BROOKLYN'S DON DIVA Foxy Brown
Black Roses/Koch

On April 18, Foxy Brown — who has been arrested several times in the last few years — walked out of the Rose M. Singer Center on Rikers Island, the New York City jail, after serving eight months of a one-year sentence for a probation violation.

During that time, she spent 40 days in solitary confinement, and continued to suffer from a hearing problem that has afflicted her since 2005. In video shot just after her release, she alternated between radiance and tears.

As narrative fodder goes, it's fertile material, but unfortunately none of it appears on Brooklyn's Don Diva, her first album in seven years. (The vocals were recorded before jail, and its release was timed to hers.) Instead, there are love notes to drug kingpins and repeated assurances that her not-yet 30-year-old body has aged well.

☆ ☆ ☆ ☆ ☆ ☆ ☆

▸ PROBLEM TO SOLVE
Continue the review of Foxy Brown's album "Brooklyn's Don Diva" from the point where it stops.

▸ PROVIDED MATERIAL

☆ ☆ ☆ ☆ ☆ ☆ ☆

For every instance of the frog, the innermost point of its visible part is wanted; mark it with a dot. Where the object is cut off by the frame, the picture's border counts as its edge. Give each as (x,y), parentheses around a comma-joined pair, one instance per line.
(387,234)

☆ ☆ ☆ ☆ ☆ ☆ ☆

▸ RESPONSE TO THE EXERCISE
The production is bargain bin, and lyrically, she sounds leaden: ''I will not retire/Call the fire department to stop the fire/I'm hot as hell.'' Even her flirtations with dancehall reggae, so effective on 2001's excellent Broken Silence, fall flat here, though the young Jamaican crooner DeMarco invigorates She Wanna Rude Bwoy.

A decade ago, Foxy Brown was a firebrand for whom attitude was currency enough. On her debut, a 1996 duet with Jay-Z, she breezily boasted of financially supporting her partner in crime, a Bonnie teaching her Clyde.

Why, this album's only spark, plays like a tragic update. Here Clyde has become too big for his britches and has strayed; Brown sounds convincingly incensed. But she's learning restraint: ''I keeps my cool/Last time I acted the fool/They had your girl front page of the news.'' Rapping well is better revenge.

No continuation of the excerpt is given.